**Jobs**
1. In the article on the West Dallas rental homes, rewrite the stretch from "If nothing gets" through "her own constituents?", changing "Khraish and Carney" to "the landlords".
2. Translate this sentence from the article on the West Dallas rental homes into Spanish: "He is quoted as saying, “I cannot give my properties away.”"
3. According to the article on the West Dallas rental homes, what headline did The Dallas Morning News carry on its metro front page?

ESB Professional via Shutterstock
Khraish leans strongly toward the latter possibility, for a number of reasons. Again, he doesn’t think the houses can be brought up to code. But in addition, many of the tenants in those houses have stopped paying rent, so they are now in arrears. And many are not citizens.

Khraish says he might be willing to work something out with even those tenants because of his longstanding relationship with them. But he has trouble believing any other lender, even a philanthropist, would or could extend mortgages to people with poor rent-paying histories, many of whom may have nonfunctioning Social Security numbers.

If nothing gets done by June 3, then at some point those people are out on the street with their kids, their clothes, their TV sets and their pets — events sure to provide an endless loop of drama on local television news. Who will be blamed? Will it be Khraish and Carney, the ones actually carrying out the evictions? Will it be Rawlings, whose aggressive posture against low-rent landlords helped put Khraish and Carney in this position? Or will it be Alonzo, for ignoring the plight of her own constituents?

Yesterday, 24 hours after Rawlings’ meeting with Khraish, The Dallas Morning News carried a headline on its metro front page, “City Asks HMK to Sell Homes to Tenants.” The story made no mention of philanthropists, nor did it provide any detail of how and when such sales would be effected.

Instead, the story said: “Dallas officials on Monday asked a landlord who is shuttering hundreds of low-rent rental homes, mostly in West Dallas, to consider selling some of his homes to tenants.”

The balance of the story portrayed Khraish as greedy and reluctant to allow his own tenants to become homeowners. He is quoted as saying, “I cannot give my properties away.” The story cites county tax appraisals as reflections of value, even though appraisals usually are a fraction of true market value.

Photo object pointing data
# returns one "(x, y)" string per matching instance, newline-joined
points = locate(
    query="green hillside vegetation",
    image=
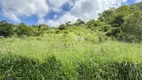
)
(108, 48)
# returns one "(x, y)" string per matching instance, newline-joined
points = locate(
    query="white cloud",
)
(138, 1)
(14, 9)
(83, 9)
(57, 4)
(86, 10)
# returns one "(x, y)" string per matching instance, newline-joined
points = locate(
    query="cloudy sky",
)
(55, 12)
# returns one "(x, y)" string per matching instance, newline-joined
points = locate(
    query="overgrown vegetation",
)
(105, 49)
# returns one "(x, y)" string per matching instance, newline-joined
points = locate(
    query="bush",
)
(6, 29)
(24, 30)
(132, 28)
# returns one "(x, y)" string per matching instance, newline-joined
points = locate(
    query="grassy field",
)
(56, 57)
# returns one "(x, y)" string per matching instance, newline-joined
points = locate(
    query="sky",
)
(55, 12)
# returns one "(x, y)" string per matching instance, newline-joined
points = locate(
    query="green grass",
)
(56, 57)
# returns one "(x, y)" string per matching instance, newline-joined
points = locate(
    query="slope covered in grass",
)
(41, 58)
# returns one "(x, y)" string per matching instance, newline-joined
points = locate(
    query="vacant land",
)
(42, 58)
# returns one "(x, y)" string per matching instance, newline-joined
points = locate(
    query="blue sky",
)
(55, 12)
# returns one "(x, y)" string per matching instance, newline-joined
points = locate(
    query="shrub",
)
(6, 29)
(24, 30)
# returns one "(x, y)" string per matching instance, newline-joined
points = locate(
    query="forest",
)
(109, 48)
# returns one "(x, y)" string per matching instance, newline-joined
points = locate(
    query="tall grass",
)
(59, 58)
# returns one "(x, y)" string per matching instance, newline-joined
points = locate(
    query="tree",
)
(62, 27)
(6, 29)
(79, 22)
(132, 28)
(23, 30)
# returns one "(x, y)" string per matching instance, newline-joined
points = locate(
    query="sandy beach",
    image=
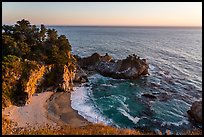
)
(48, 108)
(59, 110)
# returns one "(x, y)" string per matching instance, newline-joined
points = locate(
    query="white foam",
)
(133, 119)
(175, 123)
(80, 101)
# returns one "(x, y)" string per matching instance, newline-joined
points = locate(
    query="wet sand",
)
(30, 115)
(59, 110)
(47, 108)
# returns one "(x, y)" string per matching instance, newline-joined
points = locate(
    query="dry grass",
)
(9, 127)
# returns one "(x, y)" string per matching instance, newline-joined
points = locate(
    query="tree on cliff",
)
(24, 47)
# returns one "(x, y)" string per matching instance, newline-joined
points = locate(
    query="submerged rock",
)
(149, 96)
(196, 111)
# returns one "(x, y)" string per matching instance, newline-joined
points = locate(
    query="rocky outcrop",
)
(66, 79)
(33, 81)
(80, 76)
(196, 111)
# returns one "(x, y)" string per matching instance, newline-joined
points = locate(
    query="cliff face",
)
(33, 81)
(66, 79)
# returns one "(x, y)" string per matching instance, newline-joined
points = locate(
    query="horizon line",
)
(119, 25)
(139, 26)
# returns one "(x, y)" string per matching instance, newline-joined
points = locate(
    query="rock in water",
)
(80, 76)
(196, 111)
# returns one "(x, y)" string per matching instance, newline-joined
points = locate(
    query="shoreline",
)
(47, 108)
(59, 109)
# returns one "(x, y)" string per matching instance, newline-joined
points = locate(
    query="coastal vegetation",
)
(29, 52)
(37, 59)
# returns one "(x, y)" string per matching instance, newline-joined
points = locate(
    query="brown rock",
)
(196, 111)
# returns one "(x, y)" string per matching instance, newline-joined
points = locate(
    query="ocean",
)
(175, 60)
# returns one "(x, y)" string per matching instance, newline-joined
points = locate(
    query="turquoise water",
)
(175, 59)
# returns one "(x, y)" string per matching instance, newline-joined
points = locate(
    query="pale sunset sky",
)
(104, 13)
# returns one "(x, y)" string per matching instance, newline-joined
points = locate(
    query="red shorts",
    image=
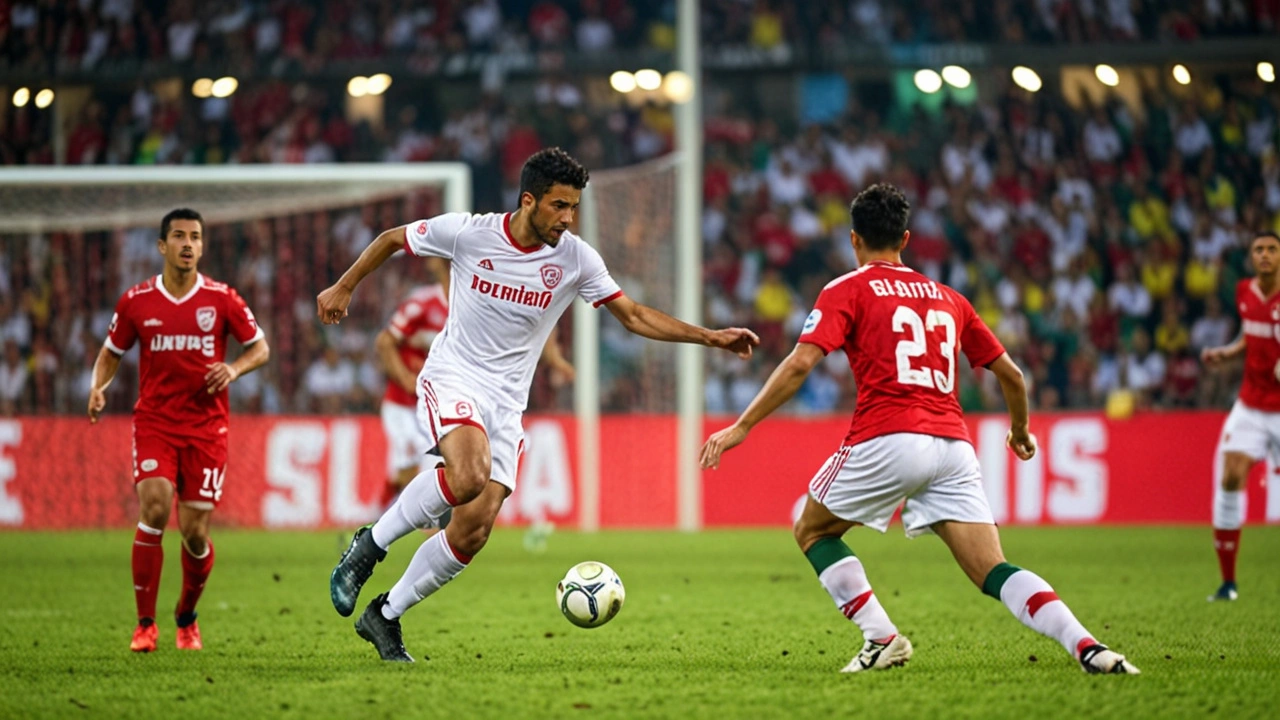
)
(195, 465)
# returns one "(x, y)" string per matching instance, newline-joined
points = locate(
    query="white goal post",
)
(56, 199)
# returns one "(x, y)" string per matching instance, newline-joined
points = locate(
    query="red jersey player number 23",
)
(903, 335)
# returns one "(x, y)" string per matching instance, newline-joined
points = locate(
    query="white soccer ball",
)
(590, 595)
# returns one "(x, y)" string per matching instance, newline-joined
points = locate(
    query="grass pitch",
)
(726, 624)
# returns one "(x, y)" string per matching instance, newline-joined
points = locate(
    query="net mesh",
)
(635, 210)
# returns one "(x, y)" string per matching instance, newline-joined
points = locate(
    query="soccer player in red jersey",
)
(181, 319)
(904, 335)
(1253, 425)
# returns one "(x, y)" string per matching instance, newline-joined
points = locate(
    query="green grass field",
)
(727, 624)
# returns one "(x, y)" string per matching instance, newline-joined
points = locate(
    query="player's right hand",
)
(1022, 442)
(332, 305)
(720, 442)
(96, 402)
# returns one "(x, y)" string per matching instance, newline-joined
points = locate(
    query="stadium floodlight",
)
(677, 86)
(1027, 78)
(648, 80)
(622, 81)
(956, 76)
(223, 87)
(1107, 74)
(928, 81)
(378, 83)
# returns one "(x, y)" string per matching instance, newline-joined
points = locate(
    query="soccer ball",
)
(590, 595)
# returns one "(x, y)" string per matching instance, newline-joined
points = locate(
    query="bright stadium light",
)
(648, 80)
(1027, 78)
(223, 87)
(622, 81)
(928, 81)
(956, 76)
(202, 87)
(378, 83)
(1107, 74)
(677, 86)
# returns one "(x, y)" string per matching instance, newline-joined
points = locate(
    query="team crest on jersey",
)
(205, 318)
(552, 276)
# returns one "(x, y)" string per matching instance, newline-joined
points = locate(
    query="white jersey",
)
(503, 299)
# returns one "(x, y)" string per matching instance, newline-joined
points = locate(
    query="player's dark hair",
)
(880, 215)
(179, 214)
(551, 167)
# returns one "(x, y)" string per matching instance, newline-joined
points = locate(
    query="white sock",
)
(1228, 509)
(434, 564)
(848, 584)
(423, 500)
(1037, 606)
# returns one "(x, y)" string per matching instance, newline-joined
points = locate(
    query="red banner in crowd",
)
(321, 472)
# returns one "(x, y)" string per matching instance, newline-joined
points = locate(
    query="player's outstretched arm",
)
(332, 304)
(781, 386)
(1212, 356)
(104, 372)
(223, 374)
(1010, 376)
(388, 355)
(656, 324)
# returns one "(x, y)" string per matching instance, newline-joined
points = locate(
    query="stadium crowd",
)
(1101, 242)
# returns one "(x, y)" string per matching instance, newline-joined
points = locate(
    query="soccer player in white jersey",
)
(1253, 427)
(513, 274)
(903, 335)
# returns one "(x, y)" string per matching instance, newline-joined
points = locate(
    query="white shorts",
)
(1251, 432)
(938, 478)
(407, 443)
(447, 404)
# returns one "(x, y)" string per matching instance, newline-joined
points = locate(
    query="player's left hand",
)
(219, 376)
(740, 341)
(720, 442)
(332, 304)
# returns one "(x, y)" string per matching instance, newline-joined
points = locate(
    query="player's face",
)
(1265, 253)
(553, 214)
(183, 246)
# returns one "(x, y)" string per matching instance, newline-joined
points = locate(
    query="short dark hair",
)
(880, 215)
(179, 214)
(551, 167)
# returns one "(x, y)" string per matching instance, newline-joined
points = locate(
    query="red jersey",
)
(179, 337)
(414, 326)
(903, 335)
(1260, 322)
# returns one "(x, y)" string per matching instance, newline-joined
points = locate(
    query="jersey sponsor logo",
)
(510, 294)
(899, 288)
(810, 323)
(552, 276)
(183, 342)
(205, 318)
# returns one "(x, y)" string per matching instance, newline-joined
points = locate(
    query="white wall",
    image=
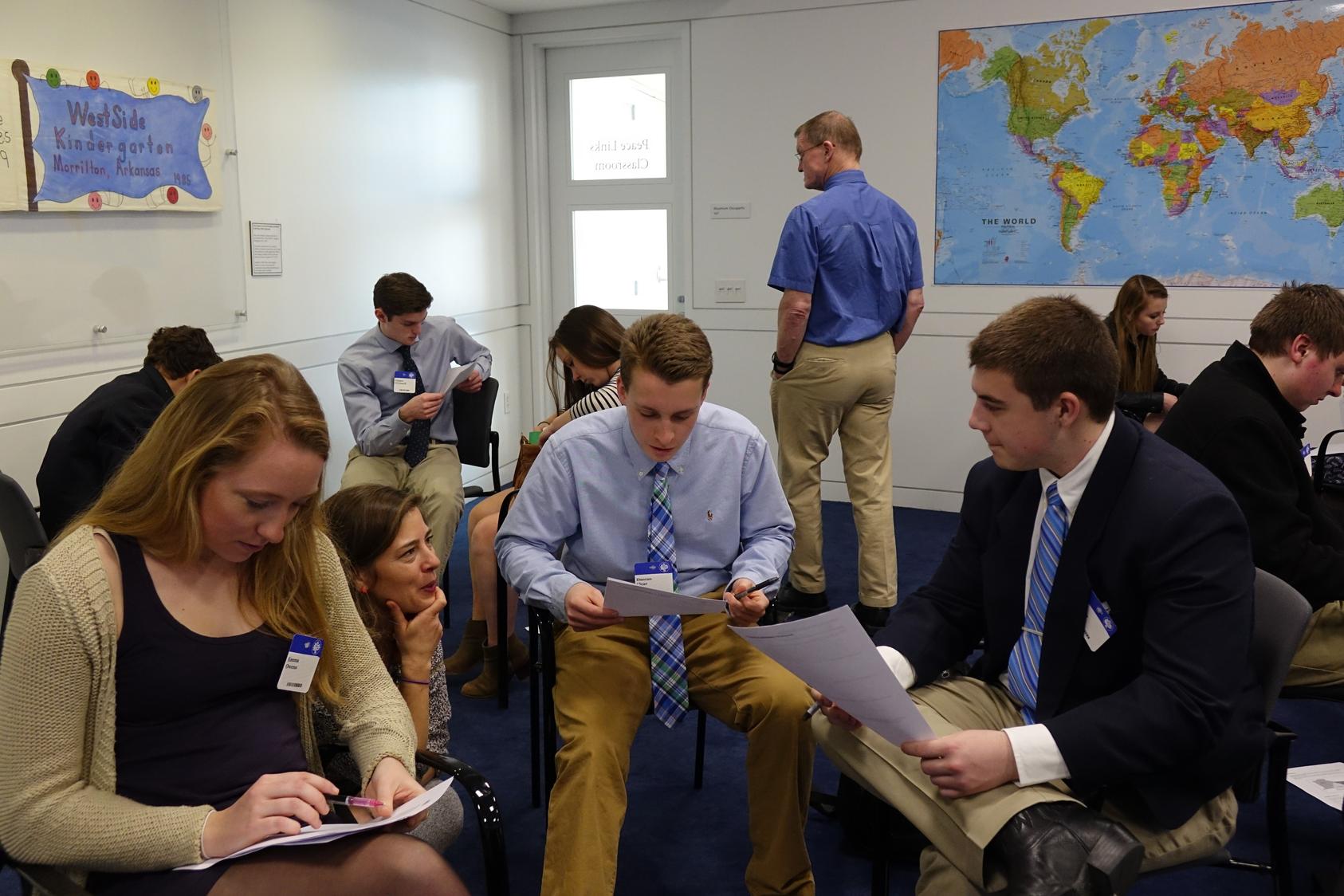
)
(760, 68)
(379, 133)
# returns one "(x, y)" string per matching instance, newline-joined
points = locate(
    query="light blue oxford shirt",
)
(589, 493)
(856, 251)
(366, 371)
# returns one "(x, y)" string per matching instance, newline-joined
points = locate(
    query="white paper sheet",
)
(1326, 782)
(834, 654)
(309, 836)
(632, 599)
(456, 375)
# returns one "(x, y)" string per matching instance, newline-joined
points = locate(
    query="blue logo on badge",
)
(307, 645)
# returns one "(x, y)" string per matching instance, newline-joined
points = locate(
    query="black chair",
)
(25, 539)
(1281, 615)
(477, 445)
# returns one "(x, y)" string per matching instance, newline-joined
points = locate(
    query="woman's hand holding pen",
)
(393, 784)
(274, 805)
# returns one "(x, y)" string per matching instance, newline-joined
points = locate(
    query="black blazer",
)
(94, 439)
(1236, 422)
(1165, 713)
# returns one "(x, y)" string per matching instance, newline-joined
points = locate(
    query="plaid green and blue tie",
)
(667, 653)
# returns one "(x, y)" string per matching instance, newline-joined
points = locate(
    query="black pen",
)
(757, 588)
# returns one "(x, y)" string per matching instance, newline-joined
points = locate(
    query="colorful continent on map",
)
(1265, 86)
(1204, 147)
(1044, 92)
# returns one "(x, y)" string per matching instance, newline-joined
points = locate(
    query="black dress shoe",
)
(874, 619)
(793, 603)
(1065, 849)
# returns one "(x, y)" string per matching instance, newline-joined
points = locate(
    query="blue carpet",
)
(705, 831)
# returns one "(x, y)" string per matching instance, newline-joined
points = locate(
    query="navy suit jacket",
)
(94, 439)
(1164, 715)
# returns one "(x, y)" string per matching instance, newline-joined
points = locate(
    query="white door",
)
(619, 158)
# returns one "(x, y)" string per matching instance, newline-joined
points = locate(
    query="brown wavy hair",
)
(364, 521)
(590, 335)
(221, 418)
(1138, 352)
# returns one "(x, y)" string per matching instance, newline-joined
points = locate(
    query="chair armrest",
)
(488, 819)
(43, 878)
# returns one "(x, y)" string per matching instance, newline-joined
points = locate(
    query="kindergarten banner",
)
(82, 141)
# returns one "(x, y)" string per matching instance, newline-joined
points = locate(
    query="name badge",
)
(301, 662)
(654, 576)
(1099, 627)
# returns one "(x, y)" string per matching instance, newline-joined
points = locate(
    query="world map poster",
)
(1202, 147)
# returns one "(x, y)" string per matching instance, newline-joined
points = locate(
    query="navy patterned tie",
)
(1024, 660)
(667, 653)
(417, 443)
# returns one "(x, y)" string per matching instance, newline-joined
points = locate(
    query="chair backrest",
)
(25, 539)
(1281, 615)
(472, 417)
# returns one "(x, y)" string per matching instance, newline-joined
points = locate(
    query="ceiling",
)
(515, 7)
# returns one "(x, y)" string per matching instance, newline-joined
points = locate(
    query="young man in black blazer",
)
(1245, 423)
(1110, 580)
(104, 429)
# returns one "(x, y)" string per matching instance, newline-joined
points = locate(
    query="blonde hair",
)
(221, 418)
(670, 347)
(1138, 352)
(1050, 345)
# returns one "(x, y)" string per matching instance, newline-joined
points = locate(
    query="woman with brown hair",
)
(1146, 392)
(148, 723)
(393, 576)
(585, 362)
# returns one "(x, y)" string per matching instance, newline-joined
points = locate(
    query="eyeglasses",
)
(800, 155)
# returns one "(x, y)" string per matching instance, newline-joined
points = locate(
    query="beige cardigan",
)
(58, 704)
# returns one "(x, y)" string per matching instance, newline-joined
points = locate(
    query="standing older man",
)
(848, 265)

**Solution list**
1.
If nothing gets done by June 3, then at some point those people are out on the street with their kids, their clothes, their TV sets and their pets — events sure to provide an endless loop of drama on local television news. Who will be blamed? Will it be the landlords, the ones actually carrying out the evictions? Will it be Rawlings, whose aggressive posture against low-rent landlords helped put the landlords in this position? Or will it be Alonzo, for ignoring the plight of her own constituents?

2. Se le cita diciendo: «No puedo regalar mis propiedades».

3. “City Asks HMK to Sell Homes to Tenants.”